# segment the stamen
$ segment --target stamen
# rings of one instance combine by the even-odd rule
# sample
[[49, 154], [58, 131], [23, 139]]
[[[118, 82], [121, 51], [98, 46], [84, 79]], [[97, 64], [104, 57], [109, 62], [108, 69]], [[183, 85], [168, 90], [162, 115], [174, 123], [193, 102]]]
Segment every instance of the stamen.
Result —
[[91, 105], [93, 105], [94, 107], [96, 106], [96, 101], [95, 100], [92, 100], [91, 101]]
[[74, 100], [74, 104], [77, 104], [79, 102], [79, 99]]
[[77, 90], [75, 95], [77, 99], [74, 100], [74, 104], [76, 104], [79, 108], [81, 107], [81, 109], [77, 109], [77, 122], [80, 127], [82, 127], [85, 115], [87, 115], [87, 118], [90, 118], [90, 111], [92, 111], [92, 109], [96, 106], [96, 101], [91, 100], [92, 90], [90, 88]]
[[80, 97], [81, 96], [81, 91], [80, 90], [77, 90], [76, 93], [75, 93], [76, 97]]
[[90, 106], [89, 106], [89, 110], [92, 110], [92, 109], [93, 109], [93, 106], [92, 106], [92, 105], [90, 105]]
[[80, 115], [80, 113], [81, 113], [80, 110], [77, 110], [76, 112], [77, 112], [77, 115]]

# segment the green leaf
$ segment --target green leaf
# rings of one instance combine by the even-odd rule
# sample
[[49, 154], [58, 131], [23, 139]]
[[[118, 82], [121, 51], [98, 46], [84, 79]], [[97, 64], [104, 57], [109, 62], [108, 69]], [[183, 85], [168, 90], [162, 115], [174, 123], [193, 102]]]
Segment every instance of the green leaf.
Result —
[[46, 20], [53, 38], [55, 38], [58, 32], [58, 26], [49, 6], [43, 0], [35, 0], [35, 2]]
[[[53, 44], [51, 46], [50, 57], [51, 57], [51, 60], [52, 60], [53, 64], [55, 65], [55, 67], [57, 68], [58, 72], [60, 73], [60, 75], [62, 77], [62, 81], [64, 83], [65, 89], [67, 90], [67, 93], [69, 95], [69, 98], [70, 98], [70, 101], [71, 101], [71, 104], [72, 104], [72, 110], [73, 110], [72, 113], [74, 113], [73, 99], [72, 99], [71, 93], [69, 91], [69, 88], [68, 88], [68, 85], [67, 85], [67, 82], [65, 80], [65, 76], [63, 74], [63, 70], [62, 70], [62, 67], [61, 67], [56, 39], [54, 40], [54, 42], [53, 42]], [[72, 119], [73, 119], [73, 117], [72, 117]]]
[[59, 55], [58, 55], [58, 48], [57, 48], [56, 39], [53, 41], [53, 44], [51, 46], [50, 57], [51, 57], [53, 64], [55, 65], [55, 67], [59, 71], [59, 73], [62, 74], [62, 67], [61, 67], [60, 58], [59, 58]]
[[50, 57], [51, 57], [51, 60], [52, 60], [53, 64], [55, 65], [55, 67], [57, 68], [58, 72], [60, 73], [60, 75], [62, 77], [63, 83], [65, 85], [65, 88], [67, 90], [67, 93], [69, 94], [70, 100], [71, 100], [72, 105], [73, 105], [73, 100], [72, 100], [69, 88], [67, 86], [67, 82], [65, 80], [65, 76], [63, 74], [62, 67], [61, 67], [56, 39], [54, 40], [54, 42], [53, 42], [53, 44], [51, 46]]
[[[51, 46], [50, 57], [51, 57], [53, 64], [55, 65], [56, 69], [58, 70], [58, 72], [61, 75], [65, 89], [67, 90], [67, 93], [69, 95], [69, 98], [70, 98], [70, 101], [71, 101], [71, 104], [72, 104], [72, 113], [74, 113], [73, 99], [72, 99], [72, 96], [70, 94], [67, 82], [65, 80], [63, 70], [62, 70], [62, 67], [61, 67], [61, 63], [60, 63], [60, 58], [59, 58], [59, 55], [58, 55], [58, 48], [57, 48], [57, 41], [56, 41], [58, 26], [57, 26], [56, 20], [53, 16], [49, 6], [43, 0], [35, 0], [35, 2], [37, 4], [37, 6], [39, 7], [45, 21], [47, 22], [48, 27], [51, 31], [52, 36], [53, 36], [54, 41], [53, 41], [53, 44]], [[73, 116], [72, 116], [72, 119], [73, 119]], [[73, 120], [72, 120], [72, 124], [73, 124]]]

-=-=-=-=-

(ASSIGNED TASK)
Give the number of lines in the listing that contain the string "every". Write nothing else.

(PROBLEM SOLUTION)
2